Passage to read Block Start

Kaiser Permanente Executive Appointed to Federal Health IT Committee

Jamie Ferguson

Jamie Ferguson

Jamie Ferguson, Kaiser Permanente’s national executive director for health IT strategy and policy, has been named to a key committee advising the U.S. Department of Health and Human Services about implementing electronic health records.

The HHS department’s Health IT Standards Committee will help establish a nationwide, interoperable health information technology infrastructure. Ferguson is among 23 health care executives on the advisory committee. Other members come from health care organizations such as Harvard Medical School, the Cleveland Clinic, Intermountain Healthcare, Geisinger Health System, and from other vendor and consumer organizations.

Ferguson recently answered a few questions about the purpose of the new committee, his role, and what he hopes the committee will achieve:

Q. What is the HIT Standards Committee?

Ferguson: The HIT Standards Committee is one of two federal advisory committees established in the recent American Recovery and Reinvestment Act to aid adoption of health IT. There is a Policy Committee and a Standards Committee; this is the Standards Committee. It operates under the Federal Advisory Committee Act, and it reports to the national coordinator for health IT in the Office of the Secretary of Health and Human Services.

Q. What is the purpose and role of the committee?

Ferguson: The committee will help establish the nationwide infrastructure of interoperable health information that is needed to achieve the relevant goals of the ARRA, improving the quality, efficiency and effectiveness of care. Specifically, the committee will advise on health information standards, implementation specifications, and health IT certification criteria in pursuit of these goals. The role of the committee in this regard is to develop, harmonize, recognize and recommend the standards and certification criteria. The committee also will provide for the Commerce Department’s National Institute of Standards and Technology to establish an effective, nationwide testing capability related to the practical use of these standards in the health care sector.

Q. Why does this committee matter?

Ferguson: As Secretary (Kathleen) Sebelius told the House Ways and Means Committee, to achieve the goals of ARRA and any meaningful health reform, it is not enough to help with acquisition of modern health care information technology. Health information must become electronically interoperable, meaning that as it moves from one provider to another and from one care setting to another, the information must be consistently understandable and actionable in the appropriate clinical context, regardless of who the authorized providers of care are or what system choices they made to best fit their practice. The work of this committee is critical because it will make this kind of interoperability real through its work on standards, certification criteria and testing.

Passage to read Block End
Given records Block Start

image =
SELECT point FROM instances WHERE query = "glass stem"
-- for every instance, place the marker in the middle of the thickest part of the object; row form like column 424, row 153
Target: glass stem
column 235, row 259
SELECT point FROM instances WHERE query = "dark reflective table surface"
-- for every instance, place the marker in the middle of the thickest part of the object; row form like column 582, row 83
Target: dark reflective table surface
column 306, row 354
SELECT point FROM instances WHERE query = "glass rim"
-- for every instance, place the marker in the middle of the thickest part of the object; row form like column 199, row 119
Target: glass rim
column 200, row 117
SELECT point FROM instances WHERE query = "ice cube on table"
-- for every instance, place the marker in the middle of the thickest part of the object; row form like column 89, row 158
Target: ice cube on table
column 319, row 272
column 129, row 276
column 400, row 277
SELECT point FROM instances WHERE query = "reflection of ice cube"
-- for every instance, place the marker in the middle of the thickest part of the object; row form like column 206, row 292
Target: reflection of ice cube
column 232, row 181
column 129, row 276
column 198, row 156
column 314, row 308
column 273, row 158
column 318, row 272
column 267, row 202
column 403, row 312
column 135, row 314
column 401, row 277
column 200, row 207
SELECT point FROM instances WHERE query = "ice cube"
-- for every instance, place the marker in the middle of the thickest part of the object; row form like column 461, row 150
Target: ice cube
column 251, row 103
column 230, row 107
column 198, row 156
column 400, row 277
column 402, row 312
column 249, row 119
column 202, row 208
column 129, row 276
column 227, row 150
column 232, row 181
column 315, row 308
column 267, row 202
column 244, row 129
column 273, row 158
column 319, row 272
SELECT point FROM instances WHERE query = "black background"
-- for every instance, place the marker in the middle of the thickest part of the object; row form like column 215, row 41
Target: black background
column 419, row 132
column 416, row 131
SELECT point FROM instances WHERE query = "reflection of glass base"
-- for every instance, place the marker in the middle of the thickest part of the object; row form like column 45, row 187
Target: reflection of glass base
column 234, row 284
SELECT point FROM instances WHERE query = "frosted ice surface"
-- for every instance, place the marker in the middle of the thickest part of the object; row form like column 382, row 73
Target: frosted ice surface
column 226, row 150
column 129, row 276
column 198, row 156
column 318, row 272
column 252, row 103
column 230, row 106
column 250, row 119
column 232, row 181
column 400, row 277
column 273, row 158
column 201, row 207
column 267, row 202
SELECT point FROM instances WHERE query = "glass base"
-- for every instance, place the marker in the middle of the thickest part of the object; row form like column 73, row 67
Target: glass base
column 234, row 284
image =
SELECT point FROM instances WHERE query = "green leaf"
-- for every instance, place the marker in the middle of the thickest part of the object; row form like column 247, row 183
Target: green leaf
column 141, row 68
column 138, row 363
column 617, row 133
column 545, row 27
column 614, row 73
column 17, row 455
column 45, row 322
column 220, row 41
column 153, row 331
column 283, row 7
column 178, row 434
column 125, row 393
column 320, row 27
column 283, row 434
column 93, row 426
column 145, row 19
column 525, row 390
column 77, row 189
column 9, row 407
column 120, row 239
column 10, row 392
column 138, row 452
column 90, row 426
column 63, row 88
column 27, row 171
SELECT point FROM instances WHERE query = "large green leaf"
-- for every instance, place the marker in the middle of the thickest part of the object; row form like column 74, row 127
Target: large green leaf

Given records Block End

Problems to work on –
1. Answer these from the health IT committee article:
(a) How many health care executives are on the advisory committee?
(b) Under which act does the HIT Standards Committee operate?
(c) Which House committee did Secretary Sebelius address?
2. Transcribe the health IT committee article from "Ferguson: The committee" up to and including "this committee matter?".
The listing isn't needed here.

Answers in order –
1.
(a) 23
(b) The Federal Advisory Committee Act
(c) The House Ways and Means Committee

2.
Ferguson: The committee will help establish the nationwide infrastructure of interoperable health information that is needed to achieve the relevant goals of the ARRA, improving the quality, efficiency and effectiveness of care. Specifically, the committee will advise on health information standards, implementation specifications, and health IT certification criteria in pursuit of these goals. The role of the committee in this regard is to develop, harmonize, recognize and recommend the standards and certification criteria. The committee also will provide for the Commerce Department’s National Institute of Standards and Technology to establish an effective, nationwide testing capability related to the practical use of these standards in the health care sector.

Q. Why does this committee matter?